Happy Solstice. Very fine ECM record called that.

Yes and the new dematerialized invaders (let's call it the goods vendors) swaped the last one : we can see Christmas trees in front of our Cathredal here like I saw in Paris in front of Notre Dame one week ago !

So good Solstice light fest to you, should be great to be in place like Valsaintes Abbaye, Veselay church or Stonehenge.
 
The datasheets I have state that BD 139/140 go as high up as 170 MHz.

Problem is what is the overal result? Of all the things people get hung up on this one seems worth knowing. It suddenly struck me that the FET's I usually use do not have this problem. They possibly are as fast as the fastest bipolars or better. They need no driver. The very low distortion from a very unpromising initial 0.8% distortion must indicate they are a very different animal. They will hold this very low disortion right up to 50 kHz and more. Although very high feedback is required they sound nothing like bipolar amps of that sort. Those usually sound bland and paper thin at best. FET amps sound not unlike good valve designs. I strongly doubt if is anything to do with them having a gate rather than a base. A MOS FET is an enhancement pentode at best. The P type has no valve similartiy. If 6 devices used together Ron is reasonable. Exicon do voltage matched sets which means no special setting up. Even if you don't bother they work OK for hi fi use. Exicon supply the matched sets for big PA amps where it is important. Many of these didn't have them in the past. The Exicon set is an upgrade. HH 1200 comes to mind. It is a Hitachi clone with MPSA92/42 in the op amp bit. So good the BBC used it as a general purpose amp I am told.


The most excellent output stage I ever built was BD139/140 2SC5200/2SA1943 ( guessing the numbers , 30 MHz ) . It had very nearly zero distortion without loop feedback at 0.7A standing currrent. It was used with OPA604,it is stable and similar with or without feedback to the dumpers or a mixture. The NE5534 is not very nice like this. Progressing this to a standard amp I could not get the MOSFET's to equal it. 0.7 A is not where they want to be. Mostly I could not beat the 50 kHz distortion. Usually FET's are fine. I then returned the FET's to the VAS Cdom ( split ). It was a dream solution. Doing the same to the Complimentary feedback pair did nothing either way. I did not do the obvious. I did not take Cdom to the FET's directly. That looks to me to be an OK thing to do. I would think the bipolar a different story,

Dejan. Will your simulator say the Ft of a homebrew Darlington ? As you know simulators are not part of my life. I would say there was very little to choose between the two output stages when they measured about the same. The sound is neither sweet nor bright. As I have had runaway Cfbp stages I would prefer the FET's.

▶ _DATA SUPPLIED_
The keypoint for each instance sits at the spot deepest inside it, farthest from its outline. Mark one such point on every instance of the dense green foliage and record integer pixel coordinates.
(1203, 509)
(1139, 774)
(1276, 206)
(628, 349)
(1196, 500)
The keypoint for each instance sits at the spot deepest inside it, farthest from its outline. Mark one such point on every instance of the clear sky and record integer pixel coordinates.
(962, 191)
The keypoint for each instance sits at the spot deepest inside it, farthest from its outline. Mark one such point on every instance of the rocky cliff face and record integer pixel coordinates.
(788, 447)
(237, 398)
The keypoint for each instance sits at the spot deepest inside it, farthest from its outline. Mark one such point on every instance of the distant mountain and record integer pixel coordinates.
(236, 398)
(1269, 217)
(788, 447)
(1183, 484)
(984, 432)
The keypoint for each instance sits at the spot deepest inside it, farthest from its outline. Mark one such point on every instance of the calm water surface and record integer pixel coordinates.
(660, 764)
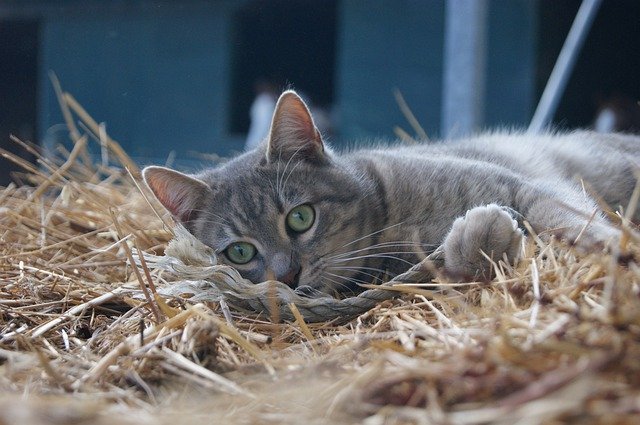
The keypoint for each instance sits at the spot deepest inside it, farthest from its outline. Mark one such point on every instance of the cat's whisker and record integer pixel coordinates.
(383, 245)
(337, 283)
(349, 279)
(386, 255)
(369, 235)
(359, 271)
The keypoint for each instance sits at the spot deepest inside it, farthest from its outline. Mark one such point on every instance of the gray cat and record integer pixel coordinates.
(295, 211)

...

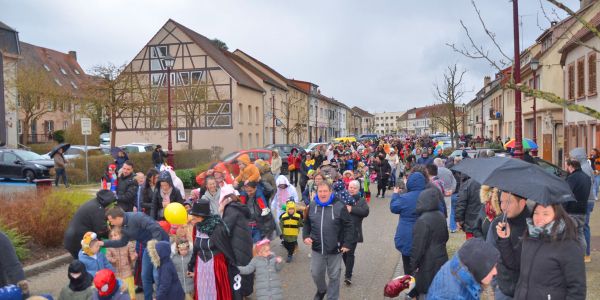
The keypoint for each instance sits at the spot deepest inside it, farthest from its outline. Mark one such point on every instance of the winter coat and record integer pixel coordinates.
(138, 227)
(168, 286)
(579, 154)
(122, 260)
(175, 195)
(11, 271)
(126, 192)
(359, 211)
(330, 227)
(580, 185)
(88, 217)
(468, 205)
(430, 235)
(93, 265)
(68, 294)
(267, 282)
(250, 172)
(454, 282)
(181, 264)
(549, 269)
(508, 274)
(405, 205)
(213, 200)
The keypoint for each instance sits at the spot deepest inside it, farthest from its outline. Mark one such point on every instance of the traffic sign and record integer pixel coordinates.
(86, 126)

▶ _PROBLEMS AND TASKS_
A. According to the amplifier forum post, how high in frequency do the datasheets say the BD 139/140 go?
B. Continue the amplifier forum post from its last sentence.

▶ _ANSWERS GIVEN_
A. As high as 170 MHz.

B.
Cfbp as a home made LDO regulator seems very good. I built one recently in the style of H C Lin. The DC offset exacly what I wanted. I think it outperformed a LM317. As usual I can never make a foldback current limiter as good as the professionals so did not push on. I have very big doubts foldback limiters on amps work. The simple one in a Quad 303 is no worse.

Ben Duncan says why FET's do not upset the VAS with very high Cg ( 1 nF ) . I always thought that the signal levels do not demand much current. FET amps do not sound dull. The answer was rather obvious. The capacitance is bootstrapped by how it moves both gate and source together. The current needed is very small. The other losses count more, e.g. Cgd. I was being a bit stupid. I have measured full power 100 kHz without any problem ( do you dare do the same). That should have said think again. That's the trouble , people say things and it becomes the accepted wisdom. " Don't use FET's as the Cg is too high to drive. Talk about an Elephant in the room. There is a heard of them in hi fi folklaw. I would suggest 90% of hi fi is folklaw. people forget the music is not hi fi. It is mass market mid fi. All this splitting the atom is for nothing really. Most people to me have hi fi's no better than they had 30 years ago. Different, perhaps. If I was to say one thing to back up my story it is open baffle speakers are hi fi and boxes at any price are mid fi. KEF LS 50 is the best I have heard of mid fi as it is pocket money excellence. Hate their looks. Box speakers are about living with wives or thinking your home impresses people. I keep mine clean and that's the limit. People say " your speakers are very large, I couldn't have those " I say " that's because I like music".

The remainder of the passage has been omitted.